- _Items drawn from a collection_
-- Start --

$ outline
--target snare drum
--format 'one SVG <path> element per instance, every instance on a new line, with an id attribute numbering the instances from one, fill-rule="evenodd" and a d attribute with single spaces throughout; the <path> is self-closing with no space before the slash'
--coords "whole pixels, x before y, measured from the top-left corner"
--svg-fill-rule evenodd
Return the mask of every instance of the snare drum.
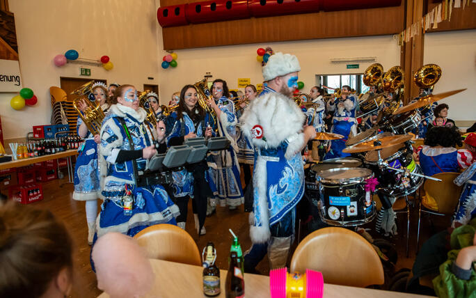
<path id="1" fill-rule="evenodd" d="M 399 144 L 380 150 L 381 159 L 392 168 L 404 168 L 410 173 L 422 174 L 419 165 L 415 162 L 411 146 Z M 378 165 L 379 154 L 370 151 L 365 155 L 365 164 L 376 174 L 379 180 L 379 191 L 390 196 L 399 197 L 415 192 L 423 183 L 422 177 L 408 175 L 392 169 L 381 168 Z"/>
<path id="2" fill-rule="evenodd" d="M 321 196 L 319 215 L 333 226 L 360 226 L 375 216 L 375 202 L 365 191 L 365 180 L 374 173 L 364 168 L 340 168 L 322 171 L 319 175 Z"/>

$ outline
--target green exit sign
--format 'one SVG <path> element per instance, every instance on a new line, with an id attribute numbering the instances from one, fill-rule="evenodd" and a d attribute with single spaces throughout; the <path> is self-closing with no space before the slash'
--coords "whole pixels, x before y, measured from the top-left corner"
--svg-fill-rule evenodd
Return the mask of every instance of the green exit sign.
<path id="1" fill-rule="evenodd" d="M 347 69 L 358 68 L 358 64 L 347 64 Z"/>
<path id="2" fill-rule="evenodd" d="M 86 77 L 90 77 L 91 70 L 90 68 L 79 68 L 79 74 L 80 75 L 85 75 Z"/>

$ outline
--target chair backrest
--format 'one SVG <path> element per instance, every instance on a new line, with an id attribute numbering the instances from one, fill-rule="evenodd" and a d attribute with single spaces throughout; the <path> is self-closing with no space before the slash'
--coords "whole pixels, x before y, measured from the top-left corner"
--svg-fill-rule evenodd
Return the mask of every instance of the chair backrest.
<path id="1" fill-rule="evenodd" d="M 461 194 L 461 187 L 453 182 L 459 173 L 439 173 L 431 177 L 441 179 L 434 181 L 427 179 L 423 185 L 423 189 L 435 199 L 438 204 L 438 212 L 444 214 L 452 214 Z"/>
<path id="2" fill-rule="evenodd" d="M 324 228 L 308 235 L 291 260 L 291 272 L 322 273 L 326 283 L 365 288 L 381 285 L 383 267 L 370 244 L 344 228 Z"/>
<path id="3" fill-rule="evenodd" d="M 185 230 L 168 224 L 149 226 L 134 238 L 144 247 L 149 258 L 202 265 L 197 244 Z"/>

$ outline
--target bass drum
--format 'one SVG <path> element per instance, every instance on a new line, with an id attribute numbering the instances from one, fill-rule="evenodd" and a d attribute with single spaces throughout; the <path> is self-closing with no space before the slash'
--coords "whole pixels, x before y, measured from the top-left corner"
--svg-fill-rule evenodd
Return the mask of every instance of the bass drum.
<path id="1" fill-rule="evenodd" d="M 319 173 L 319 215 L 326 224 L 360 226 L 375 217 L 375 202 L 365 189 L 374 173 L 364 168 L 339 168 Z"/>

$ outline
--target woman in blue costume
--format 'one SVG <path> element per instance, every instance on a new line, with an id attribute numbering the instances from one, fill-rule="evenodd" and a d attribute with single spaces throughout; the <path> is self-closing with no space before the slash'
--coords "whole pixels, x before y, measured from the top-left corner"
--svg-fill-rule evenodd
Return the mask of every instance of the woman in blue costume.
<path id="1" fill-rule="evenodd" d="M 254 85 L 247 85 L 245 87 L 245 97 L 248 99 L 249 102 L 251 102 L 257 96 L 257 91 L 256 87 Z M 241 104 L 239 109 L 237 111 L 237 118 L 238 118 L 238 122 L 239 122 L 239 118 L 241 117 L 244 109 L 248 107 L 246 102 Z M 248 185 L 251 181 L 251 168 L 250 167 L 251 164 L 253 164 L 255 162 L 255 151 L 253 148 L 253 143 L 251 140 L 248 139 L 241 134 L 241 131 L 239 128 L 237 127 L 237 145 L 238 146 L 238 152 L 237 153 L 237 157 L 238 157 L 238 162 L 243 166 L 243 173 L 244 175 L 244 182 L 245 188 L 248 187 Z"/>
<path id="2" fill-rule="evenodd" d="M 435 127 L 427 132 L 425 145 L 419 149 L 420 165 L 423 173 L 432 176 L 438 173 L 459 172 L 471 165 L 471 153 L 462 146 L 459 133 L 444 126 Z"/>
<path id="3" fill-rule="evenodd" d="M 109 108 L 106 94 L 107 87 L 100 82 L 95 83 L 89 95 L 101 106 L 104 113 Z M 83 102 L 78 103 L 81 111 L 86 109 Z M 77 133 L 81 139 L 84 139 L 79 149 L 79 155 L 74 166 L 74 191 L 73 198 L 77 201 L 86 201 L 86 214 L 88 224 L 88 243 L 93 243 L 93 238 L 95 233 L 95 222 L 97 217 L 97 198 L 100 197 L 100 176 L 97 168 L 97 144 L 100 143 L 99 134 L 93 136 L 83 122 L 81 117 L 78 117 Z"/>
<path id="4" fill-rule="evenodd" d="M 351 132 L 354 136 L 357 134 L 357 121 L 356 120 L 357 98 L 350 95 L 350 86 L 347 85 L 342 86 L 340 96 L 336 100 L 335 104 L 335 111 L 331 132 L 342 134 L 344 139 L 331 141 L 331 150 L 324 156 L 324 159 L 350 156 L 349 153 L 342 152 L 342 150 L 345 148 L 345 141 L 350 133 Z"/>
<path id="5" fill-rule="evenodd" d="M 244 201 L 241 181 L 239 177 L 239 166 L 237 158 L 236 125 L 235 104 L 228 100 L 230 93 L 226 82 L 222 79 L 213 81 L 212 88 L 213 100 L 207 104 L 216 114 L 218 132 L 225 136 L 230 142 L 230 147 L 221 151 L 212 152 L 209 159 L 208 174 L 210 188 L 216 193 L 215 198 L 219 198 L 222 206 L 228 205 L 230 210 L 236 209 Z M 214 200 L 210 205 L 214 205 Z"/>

-- End --

- _Requirements_
Put every line of the items above into a JSON list of strings, one string per line, leaving out blank lines and the pictures.

- _Reply_
[
  "$ outline",
  "--target snare drum",
  "--format 'one SVG <path> element per instance, every instance on a new line, with an id attribute numbering the instances from one, fill-rule=\"evenodd\" and a d attribute with single spaces throughout; the <path> is self-closing with no space before the slash'",
  "--coords \"whole pixels, x before y, measured from the top-left corner\"",
  "--svg-fill-rule evenodd",
  "Return the mask of every instance of the snare drum.",
  "<path id=\"1\" fill-rule=\"evenodd\" d=\"M 399 144 L 380 150 L 381 159 L 392 168 L 404 168 L 410 173 L 422 174 L 419 165 L 415 162 L 411 146 Z M 378 165 L 379 154 L 370 151 L 365 155 L 365 164 L 376 174 L 379 180 L 379 191 L 390 196 L 399 197 L 415 192 L 423 183 L 422 177 L 408 175 L 392 169 L 381 168 Z\"/>",
  "<path id=\"2\" fill-rule=\"evenodd\" d=\"M 321 196 L 319 215 L 333 226 L 360 226 L 375 216 L 375 202 L 365 191 L 365 180 L 374 173 L 364 168 L 340 168 L 322 171 L 319 175 Z\"/>",
  "$ outline",
  "--target green exit sign",
  "--format 'one SVG <path> element per instance, every instance on a new line, with an id attribute numbering the instances from one, fill-rule=\"evenodd\" and a d attribute with single spaces throughout; the <path> is self-closing with no space before the slash'",
  "--coords \"whole pixels, x before y, measured from the top-left corner\"",
  "--svg-fill-rule evenodd",
  "Return the mask of every instance of the green exit sign.",
  "<path id=\"1\" fill-rule=\"evenodd\" d=\"M 347 69 L 358 68 L 358 64 L 347 64 Z\"/>",
  "<path id=\"2\" fill-rule=\"evenodd\" d=\"M 86 77 L 90 77 L 91 70 L 90 68 L 79 68 L 79 74 L 80 75 L 85 75 Z\"/>",
  "$ outline",
  "--target chair backrest",
  "--format 'one SVG <path> element per instance, every instance on a new line, with an id attribute numbering the instances from one, fill-rule=\"evenodd\" and a d attribute with single spaces throughout; the <path> is self-closing with no space before the slash'",
  "--coords \"whole pixels, x before y, measured from the top-left corner\"",
  "--svg-fill-rule evenodd",
  "Return the mask of every instance of the chair backrest.",
  "<path id=\"1\" fill-rule=\"evenodd\" d=\"M 461 194 L 461 187 L 453 182 L 459 173 L 439 173 L 431 177 L 441 179 L 434 181 L 427 179 L 423 185 L 423 189 L 435 199 L 438 204 L 438 212 L 444 214 L 452 214 Z\"/>",
  "<path id=\"2\" fill-rule=\"evenodd\" d=\"M 324 228 L 308 235 L 291 260 L 291 272 L 322 273 L 326 283 L 365 288 L 381 285 L 383 267 L 370 244 L 344 228 Z\"/>",
  "<path id=\"3\" fill-rule=\"evenodd\" d=\"M 185 230 L 168 224 L 149 226 L 134 238 L 144 247 L 149 258 L 202 265 L 197 244 Z\"/>",
  "$ outline",
  "--target bass drum",
  "--format 'one SVG <path> element per instance, every instance on a new line, with an id attribute numbering the instances from one, fill-rule=\"evenodd\" and a d attribute with single spaces throughout; the <path> is self-closing with no space before the slash'",
  "--coords \"whole pixels, x before y, measured from the top-left corner\"",
  "--svg-fill-rule evenodd",
  "Return the mask of every instance of the bass drum.",
  "<path id=\"1\" fill-rule=\"evenodd\" d=\"M 319 173 L 319 215 L 326 224 L 360 226 L 375 217 L 375 202 L 365 189 L 374 173 L 364 168 L 339 168 Z\"/>",
  "$ outline",
  "--target woman in blue costume",
  "--format 'one SVG <path> element per instance, every instance on a new line, with an id attribute numbering the instances from one, fill-rule=\"evenodd\" and a d attribute with single spaces throughout; the <path> is self-closing with no space before the slash'",
  "--coords \"whole pixels, x before y, measured from the top-left corner\"",
  "--svg-fill-rule evenodd",
  "Return the mask of every instance of the woman in blue costume.",
  "<path id=\"1\" fill-rule=\"evenodd\" d=\"M 254 85 L 247 85 L 245 87 L 245 97 L 248 99 L 249 102 L 251 102 L 257 96 L 257 91 L 256 87 Z M 241 104 L 239 109 L 237 111 L 237 118 L 238 118 L 238 122 L 239 122 L 239 118 L 241 117 L 244 109 L 248 107 L 246 102 Z M 248 185 L 251 181 L 251 168 L 250 167 L 251 164 L 253 164 L 255 162 L 255 151 L 253 148 L 253 143 L 251 140 L 248 139 L 241 134 L 241 131 L 239 128 L 237 127 L 237 145 L 238 146 L 238 152 L 237 153 L 237 157 L 238 157 L 238 162 L 243 166 L 243 173 L 244 175 L 244 182 L 245 188 L 248 187 Z\"/>",
  "<path id=\"2\" fill-rule=\"evenodd\" d=\"M 435 127 L 427 132 L 425 145 L 419 149 L 420 165 L 423 173 L 432 176 L 438 173 L 459 172 L 471 165 L 471 153 L 462 146 L 459 133 L 444 126 Z\"/>",
  "<path id=\"3\" fill-rule=\"evenodd\" d=\"M 109 108 L 106 94 L 107 87 L 100 82 L 95 83 L 89 95 L 101 106 L 104 113 Z M 83 102 L 78 103 L 81 111 L 86 109 Z M 77 133 L 81 139 L 84 139 L 79 149 L 79 155 L 74 166 L 74 191 L 73 198 L 77 201 L 86 201 L 86 214 L 88 224 L 88 243 L 93 243 L 93 238 L 95 233 L 95 222 L 97 217 L 97 198 L 100 197 L 100 176 L 97 168 L 97 144 L 100 143 L 99 134 L 93 136 L 83 122 L 81 117 L 78 117 Z\"/>",
  "<path id=\"4\" fill-rule=\"evenodd\" d=\"M 351 132 L 354 136 L 357 134 L 357 121 L 356 120 L 357 98 L 350 95 L 350 86 L 347 85 L 342 86 L 340 96 L 336 100 L 335 104 L 335 111 L 331 132 L 342 134 L 344 139 L 331 141 L 331 150 L 324 156 L 324 159 L 350 156 L 349 153 L 342 152 L 342 150 L 345 148 L 345 141 L 350 133 Z\"/>",
  "<path id=\"5\" fill-rule=\"evenodd\" d=\"M 244 201 L 241 181 L 239 177 L 239 166 L 237 158 L 236 125 L 235 104 L 228 100 L 230 93 L 226 82 L 222 79 L 213 81 L 212 88 L 213 100 L 207 104 L 216 114 L 218 132 L 225 136 L 230 142 L 230 147 L 221 151 L 212 152 L 209 159 L 208 174 L 210 188 L 216 193 L 215 198 L 219 198 L 222 206 L 228 205 L 230 210 L 236 209 Z M 214 200 L 210 205 L 214 205 Z\"/>"
]